[Referring expression data]

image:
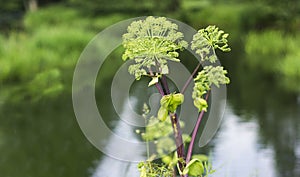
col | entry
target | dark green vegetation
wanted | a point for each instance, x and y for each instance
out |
(40, 47)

*What you should do*: Give every entry again word for word; no images belong in the copy.

*Reply to the task*:
image:
col | entry
target | dark green vegetation
wanted | a point for each instance, x and y for each instance
out |
(40, 47)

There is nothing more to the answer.